╔══
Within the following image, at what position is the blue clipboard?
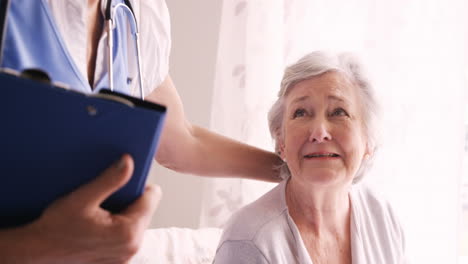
[0,69,166,228]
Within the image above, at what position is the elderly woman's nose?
[309,121,332,143]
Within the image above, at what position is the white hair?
[268,51,379,183]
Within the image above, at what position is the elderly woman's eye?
[331,108,349,116]
[293,108,306,118]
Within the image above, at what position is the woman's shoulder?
[351,183,405,258]
[221,183,287,241]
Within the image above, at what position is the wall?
[149,0,222,228]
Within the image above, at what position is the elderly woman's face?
[281,72,367,185]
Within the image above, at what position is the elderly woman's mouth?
[304,153,340,159]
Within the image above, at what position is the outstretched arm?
[146,76,282,182]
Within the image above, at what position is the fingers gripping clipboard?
[0,69,166,228]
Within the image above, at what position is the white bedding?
[130,228,222,264]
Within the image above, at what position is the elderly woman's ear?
[277,140,286,161]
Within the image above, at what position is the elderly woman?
[214,52,405,264]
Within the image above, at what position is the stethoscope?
[105,0,145,100]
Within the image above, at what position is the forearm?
[158,126,282,182]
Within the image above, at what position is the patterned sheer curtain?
[200,0,468,263]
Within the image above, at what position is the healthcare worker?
[0,0,281,263]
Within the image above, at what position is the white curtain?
[201,0,468,263]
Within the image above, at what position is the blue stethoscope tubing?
[105,0,145,100]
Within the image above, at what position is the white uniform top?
[47,0,171,95]
[214,181,406,264]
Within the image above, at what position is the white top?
[47,0,171,95]
[214,181,407,264]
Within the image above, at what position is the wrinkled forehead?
[284,71,359,105]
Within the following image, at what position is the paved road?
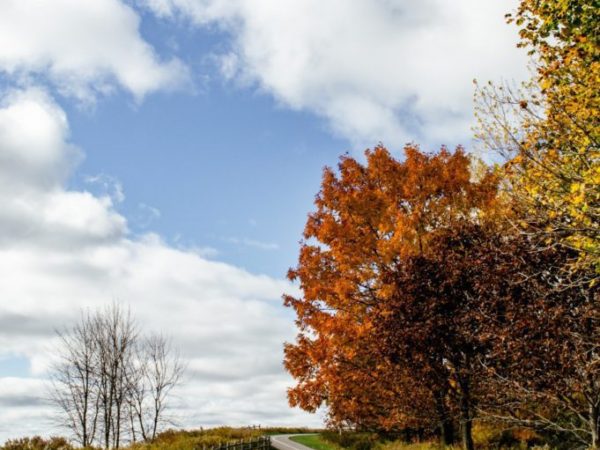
[271,434,312,450]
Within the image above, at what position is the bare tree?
[129,334,184,441]
[51,304,183,449]
[51,314,100,447]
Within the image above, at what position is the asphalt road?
[271,434,312,450]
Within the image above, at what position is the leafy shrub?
[0,436,73,450]
[322,431,379,450]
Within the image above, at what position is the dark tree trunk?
[589,405,600,450]
[460,380,475,450]
[436,392,455,446]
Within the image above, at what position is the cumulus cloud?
[0,90,318,441]
[138,0,526,146]
[0,0,188,100]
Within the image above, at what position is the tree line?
[51,305,184,449]
[284,0,600,450]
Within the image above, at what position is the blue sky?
[0,0,527,440]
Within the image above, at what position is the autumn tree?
[482,234,600,448]
[285,146,496,448]
[477,0,600,266]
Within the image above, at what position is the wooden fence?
[195,436,271,450]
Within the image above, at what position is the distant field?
[290,434,339,450]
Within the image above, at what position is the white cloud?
[138,0,526,146]
[0,90,318,441]
[0,0,188,100]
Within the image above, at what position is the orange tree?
[285,146,497,448]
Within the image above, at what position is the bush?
[0,436,73,450]
[322,431,379,450]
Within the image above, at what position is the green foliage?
[323,431,380,450]
[0,436,73,450]
[0,427,322,450]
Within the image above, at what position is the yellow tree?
[476,0,600,268]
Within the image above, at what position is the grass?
[290,434,339,450]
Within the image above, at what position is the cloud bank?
[138,0,526,147]
[0,0,189,101]
[0,89,318,441]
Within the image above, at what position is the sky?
[0,0,527,442]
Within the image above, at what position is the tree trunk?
[435,392,454,446]
[460,379,475,450]
[589,404,600,450]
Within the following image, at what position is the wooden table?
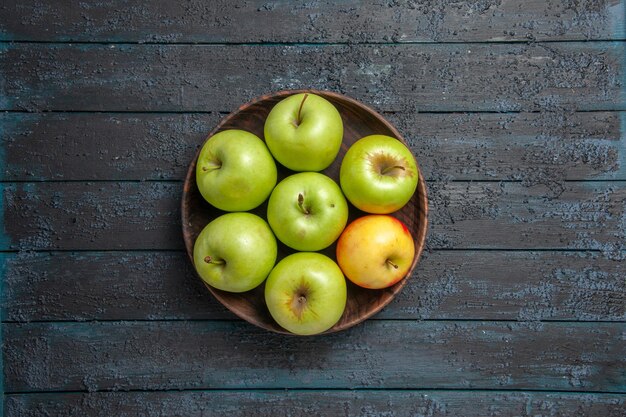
[0,0,626,417]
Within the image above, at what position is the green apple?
[339,135,419,214]
[264,93,343,171]
[196,129,277,211]
[267,172,348,251]
[265,252,347,335]
[193,213,278,292]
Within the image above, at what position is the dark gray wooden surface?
[0,0,626,417]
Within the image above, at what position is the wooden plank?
[0,177,626,250]
[6,390,624,417]
[0,111,626,181]
[0,113,222,181]
[3,321,626,393]
[0,42,626,112]
[0,251,626,322]
[0,0,625,42]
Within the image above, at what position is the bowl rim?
[180,89,428,336]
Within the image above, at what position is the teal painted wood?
[0,42,626,112]
[6,390,625,417]
[2,178,626,252]
[0,111,626,182]
[0,0,625,43]
[3,320,626,393]
[1,251,626,322]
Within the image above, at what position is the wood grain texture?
[0,111,626,182]
[0,251,626,322]
[0,0,625,43]
[0,177,626,252]
[5,390,624,417]
[3,320,626,393]
[0,42,626,112]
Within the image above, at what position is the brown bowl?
[182,90,428,334]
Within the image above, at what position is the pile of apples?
[193,93,418,335]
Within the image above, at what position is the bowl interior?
[181,90,428,333]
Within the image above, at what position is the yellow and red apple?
[336,214,415,289]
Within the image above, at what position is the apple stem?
[204,256,226,265]
[380,165,406,175]
[387,259,398,269]
[298,193,311,214]
[202,163,222,171]
[296,93,309,126]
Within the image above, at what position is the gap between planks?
[0,38,626,47]
[4,387,624,396]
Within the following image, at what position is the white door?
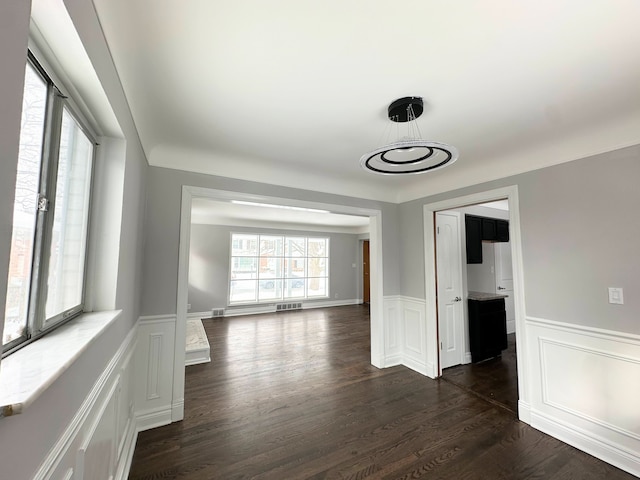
[493,242,516,333]
[436,212,464,369]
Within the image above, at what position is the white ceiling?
[191,198,369,233]
[94,0,640,202]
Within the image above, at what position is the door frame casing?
[423,185,531,423]
[434,211,466,368]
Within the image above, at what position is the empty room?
[0,0,640,480]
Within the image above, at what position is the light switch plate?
[609,287,624,305]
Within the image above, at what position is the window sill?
[0,310,122,417]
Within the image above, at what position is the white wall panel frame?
[33,328,137,480]
[526,317,640,475]
[135,315,175,431]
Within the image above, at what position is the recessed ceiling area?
[94,0,640,202]
[191,198,369,234]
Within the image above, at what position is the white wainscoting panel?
[383,295,402,367]
[34,328,137,480]
[135,315,176,431]
[384,295,435,377]
[527,317,640,476]
[401,296,429,375]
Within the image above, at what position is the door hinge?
[38,194,49,212]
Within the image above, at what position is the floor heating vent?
[276,303,302,312]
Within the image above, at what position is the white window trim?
[227,231,331,307]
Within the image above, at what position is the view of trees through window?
[2,63,47,345]
[2,53,95,353]
[229,233,329,304]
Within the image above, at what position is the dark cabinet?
[496,220,509,242]
[464,215,482,263]
[468,298,507,363]
[464,215,509,263]
[481,217,496,241]
[480,217,509,242]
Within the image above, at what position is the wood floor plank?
[129,305,633,480]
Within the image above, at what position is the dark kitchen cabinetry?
[464,215,482,263]
[468,298,507,363]
[496,220,509,242]
[464,215,509,263]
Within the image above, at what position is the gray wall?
[400,146,640,334]
[189,225,362,312]
[0,0,148,479]
[141,167,400,315]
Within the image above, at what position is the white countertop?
[0,310,122,417]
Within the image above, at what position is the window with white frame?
[2,53,95,354]
[229,233,329,305]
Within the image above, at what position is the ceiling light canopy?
[360,97,458,175]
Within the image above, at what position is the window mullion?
[29,85,63,335]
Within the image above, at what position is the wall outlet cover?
[609,287,624,305]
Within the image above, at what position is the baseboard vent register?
[276,303,302,312]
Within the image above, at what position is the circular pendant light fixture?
[360,97,458,175]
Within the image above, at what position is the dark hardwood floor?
[442,333,518,415]
[129,306,634,480]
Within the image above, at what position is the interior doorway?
[171,185,385,422]
[424,186,528,423]
[435,200,518,414]
[362,240,371,304]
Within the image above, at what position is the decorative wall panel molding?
[384,295,433,377]
[526,317,640,476]
[34,328,137,480]
[134,315,175,431]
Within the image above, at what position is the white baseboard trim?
[384,355,402,368]
[171,398,184,422]
[114,414,138,480]
[138,313,178,325]
[302,298,362,310]
[136,407,171,433]
[222,298,362,318]
[518,400,531,425]
[531,411,640,477]
[184,348,211,367]
[402,356,433,378]
[224,303,276,317]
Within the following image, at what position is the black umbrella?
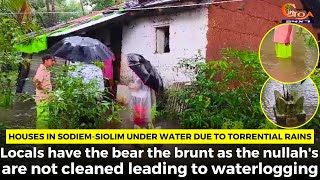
[50,36,114,62]
[127,54,164,93]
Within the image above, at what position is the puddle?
[260,26,318,82]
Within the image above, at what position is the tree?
[0,0,31,24]
[83,0,116,11]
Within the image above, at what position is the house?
[20,0,320,93]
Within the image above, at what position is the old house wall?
[121,8,208,86]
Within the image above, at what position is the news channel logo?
[281,3,314,24]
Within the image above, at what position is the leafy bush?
[47,66,122,129]
[172,49,272,128]
[304,69,320,133]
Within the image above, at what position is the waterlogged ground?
[262,78,318,125]
[260,26,318,82]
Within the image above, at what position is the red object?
[133,105,146,124]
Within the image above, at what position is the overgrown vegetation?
[161,49,276,129]
[304,69,320,133]
[0,17,34,108]
[47,66,123,129]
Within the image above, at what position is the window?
[156,26,170,53]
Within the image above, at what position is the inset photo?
[259,24,319,83]
[260,78,319,128]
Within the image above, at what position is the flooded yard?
[260,26,318,82]
[262,78,318,126]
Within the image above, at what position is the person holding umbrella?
[33,54,56,129]
[127,54,163,128]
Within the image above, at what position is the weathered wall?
[206,0,318,60]
[121,8,208,85]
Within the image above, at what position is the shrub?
[47,67,121,129]
[172,49,270,128]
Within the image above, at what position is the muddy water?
[260,27,318,82]
[262,78,318,125]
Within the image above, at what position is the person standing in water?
[273,25,294,58]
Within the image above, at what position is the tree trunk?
[46,0,52,26]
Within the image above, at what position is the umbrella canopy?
[50,36,114,63]
[127,54,164,93]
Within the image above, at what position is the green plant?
[47,66,121,129]
[304,69,320,133]
[296,27,317,48]
[171,49,267,128]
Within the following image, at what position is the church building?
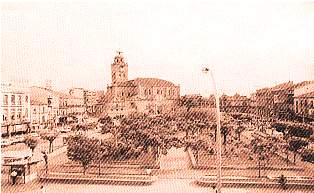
[101,52,180,117]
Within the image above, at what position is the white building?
[1,84,31,136]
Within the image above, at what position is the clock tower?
[111,51,128,85]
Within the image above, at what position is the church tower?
[111,51,128,85]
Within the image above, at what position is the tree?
[289,124,313,138]
[24,136,38,153]
[67,135,98,175]
[289,139,308,163]
[235,124,245,141]
[251,139,275,178]
[221,126,229,145]
[180,97,194,112]
[41,132,59,153]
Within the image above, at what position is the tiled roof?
[114,78,176,87]
[271,81,294,91]
[294,81,314,89]
[297,92,314,98]
[131,78,176,87]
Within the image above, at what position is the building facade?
[294,83,314,119]
[84,90,104,116]
[30,86,59,129]
[101,53,180,116]
[220,94,251,113]
[1,84,31,136]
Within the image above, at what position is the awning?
[1,150,32,159]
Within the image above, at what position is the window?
[11,95,15,105]
[3,95,8,105]
[19,95,22,105]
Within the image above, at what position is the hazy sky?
[1,0,314,95]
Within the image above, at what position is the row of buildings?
[181,81,314,121]
[1,84,101,136]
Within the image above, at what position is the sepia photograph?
[0,0,314,193]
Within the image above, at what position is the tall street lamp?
[202,67,222,193]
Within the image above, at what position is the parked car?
[60,128,71,133]
[29,132,39,137]
[12,136,25,144]
[1,138,12,147]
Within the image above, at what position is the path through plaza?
[158,147,195,179]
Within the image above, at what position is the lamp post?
[202,68,221,193]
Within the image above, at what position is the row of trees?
[272,122,314,163]
[23,132,59,153]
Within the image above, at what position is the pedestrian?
[40,186,46,193]
[212,185,218,193]
[10,170,17,185]
[42,152,48,173]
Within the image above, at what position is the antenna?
[116,50,123,55]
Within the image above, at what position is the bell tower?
[111,51,128,85]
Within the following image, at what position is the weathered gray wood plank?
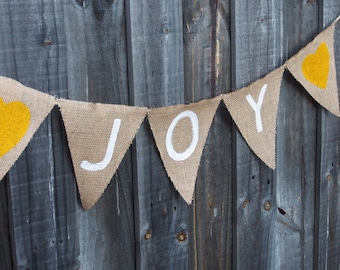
[0,179,12,270]
[183,1,232,269]
[127,0,192,269]
[64,0,135,269]
[271,1,319,269]
[231,1,284,269]
[0,1,79,269]
[315,0,340,269]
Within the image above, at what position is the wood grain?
[183,1,232,269]
[127,0,192,269]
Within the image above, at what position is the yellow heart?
[0,98,31,158]
[302,42,330,89]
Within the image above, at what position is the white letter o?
[165,110,198,161]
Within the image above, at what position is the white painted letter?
[165,110,198,161]
[246,84,267,132]
[80,118,122,172]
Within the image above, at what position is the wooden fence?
[0,0,340,270]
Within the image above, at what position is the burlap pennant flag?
[148,97,221,204]
[286,19,340,116]
[223,67,284,169]
[0,77,56,180]
[58,100,147,209]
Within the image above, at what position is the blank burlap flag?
[286,19,340,116]
[223,67,284,169]
[148,97,221,204]
[0,77,56,180]
[58,100,147,209]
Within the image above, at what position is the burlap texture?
[0,77,56,180]
[223,67,284,169]
[58,100,147,209]
[286,23,340,116]
[148,97,221,204]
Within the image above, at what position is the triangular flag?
[58,99,147,209]
[148,97,221,204]
[223,67,284,169]
[0,77,56,181]
[286,19,340,116]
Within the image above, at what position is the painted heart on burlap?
[0,98,31,158]
[302,42,330,89]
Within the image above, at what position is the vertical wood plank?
[64,0,135,269]
[315,0,340,269]
[231,1,284,269]
[0,179,13,270]
[272,1,319,269]
[127,0,192,269]
[0,1,79,269]
[183,1,232,269]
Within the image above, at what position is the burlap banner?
[286,19,340,116]
[0,77,56,181]
[148,97,221,204]
[223,67,284,169]
[58,100,147,209]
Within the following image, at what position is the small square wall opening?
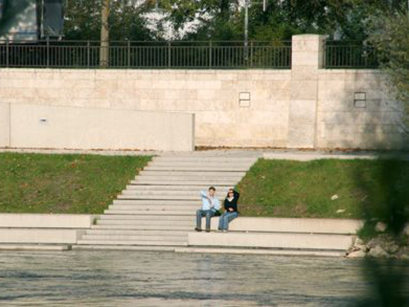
[239,92,250,108]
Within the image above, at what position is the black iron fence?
[0,40,378,69]
[324,40,379,68]
[0,41,291,69]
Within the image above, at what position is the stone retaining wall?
[0,35,409,149]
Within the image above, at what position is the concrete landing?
[0,244,71,251]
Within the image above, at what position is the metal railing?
[324,40,379,68]
[0,41,291,69]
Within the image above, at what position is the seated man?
[195,187,220,232]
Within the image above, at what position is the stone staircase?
[73,152,259,250]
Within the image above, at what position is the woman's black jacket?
[224,191,240,212]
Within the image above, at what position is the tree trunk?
[99,0,110,67]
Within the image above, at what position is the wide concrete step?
[77,240,187,246]
[175,247,346,257]
[144,164,250,172]
[126,184,231,193]
[98,219,195,229]
[138,170,246,178]
[200,217,363,234]
[91,223,194,231]
[117,191,220,202]
[86,229,187,240]
[148,160,253,169]
[152,156,257,163]
[81,234,187,243]
[98,214,191,221]
[108,203,200,212]
[122,189,228,199]
[135,172,243,182]
[72,244,175,252]
[131,177,237,187]
[104,209,195,216]
[188,232,352,251]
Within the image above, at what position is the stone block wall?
[0,35,409,149]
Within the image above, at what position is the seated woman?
[219,189,240,232]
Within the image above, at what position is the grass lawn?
[238,160,409,220]
[0,153,151,214]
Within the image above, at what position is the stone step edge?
[0,243,71,251]
[175,246,346,257]
[72,244,175,252]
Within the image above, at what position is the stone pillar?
[287,34,325,148]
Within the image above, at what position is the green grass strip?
[238,159,409,221]
[0,153,151,214]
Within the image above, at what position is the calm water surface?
[0,251,407,306]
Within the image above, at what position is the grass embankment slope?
[0,153,151,214]
[238,160,409,220]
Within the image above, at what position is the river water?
[0,251,409,307]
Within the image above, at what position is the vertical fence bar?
[250,41,254,67]
[168,42,172,67]
[47,36,50,67]
[87,41,91,68]
[6,38,10,67]
[209,41,212,68]
[128,41,131,68]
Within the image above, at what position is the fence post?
[87,41,91,68]
[168,42,172,67]
[47,36,50,67]
[128,41,131,68]
[6,38,10,67]
[209,41,212,68]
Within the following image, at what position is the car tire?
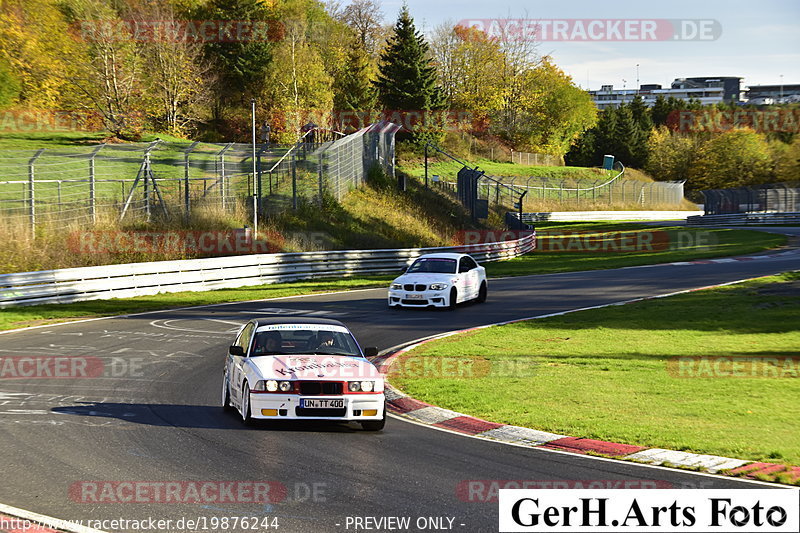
[475,281,489,304]
[222,372,233,411]
[447,287,458,311]
[242,381,253,426]
[361,404,386,431]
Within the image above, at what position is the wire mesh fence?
[511,150,564,167]
[434,166,684,211]
[0,123,398,233]
[702,183,800,215]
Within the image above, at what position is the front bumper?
[388,288,450,307]
[250,392,386,422]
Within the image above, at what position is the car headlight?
[347,381,375,392]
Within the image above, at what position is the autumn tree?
[0,0,85,109]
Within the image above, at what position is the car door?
[228,322,256,405]
[458,257,476,302]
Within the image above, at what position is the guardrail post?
[28,148,44,236]
[183,141,199,222]
[292,152,297,210]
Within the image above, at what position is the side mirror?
[228,345,244,357]
[364,346,378,357]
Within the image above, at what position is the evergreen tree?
[374,6,444,141]
[628,95,653,168]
╚══
**Requirement**. Recast the lines above as a Markdown table with the columns "Number" and "Line", numbering each line and omitting blank lines. Cover only the lines from the one containing "Within the image above, at what position is the view" through the one containing "[129,305,633,480]", both included.

**Full output**.
| Number | Line |
|---|---|
| 1 | Within the image above, at what position is the view of trees through window? |
| 2 | [2,63,47,345] |
| 3 | [2,53,95,353] |
| 4 | [229,233,329,304] |
| 5 | Within the image above, at what position is the dark cabinet? |
| 6 | [496,220,509,242] |
| 7 | [464,215,482,263] |
| 8 | [468,298,507,363] |
| 9 | [464,215,509,263] |
| 10 | [481,217,496,241] |
| 11 | [480,217,509,242] |
| 12 | Within the image above, at what position is the wood floor plank? |
| 13 | [129,305,633,480] |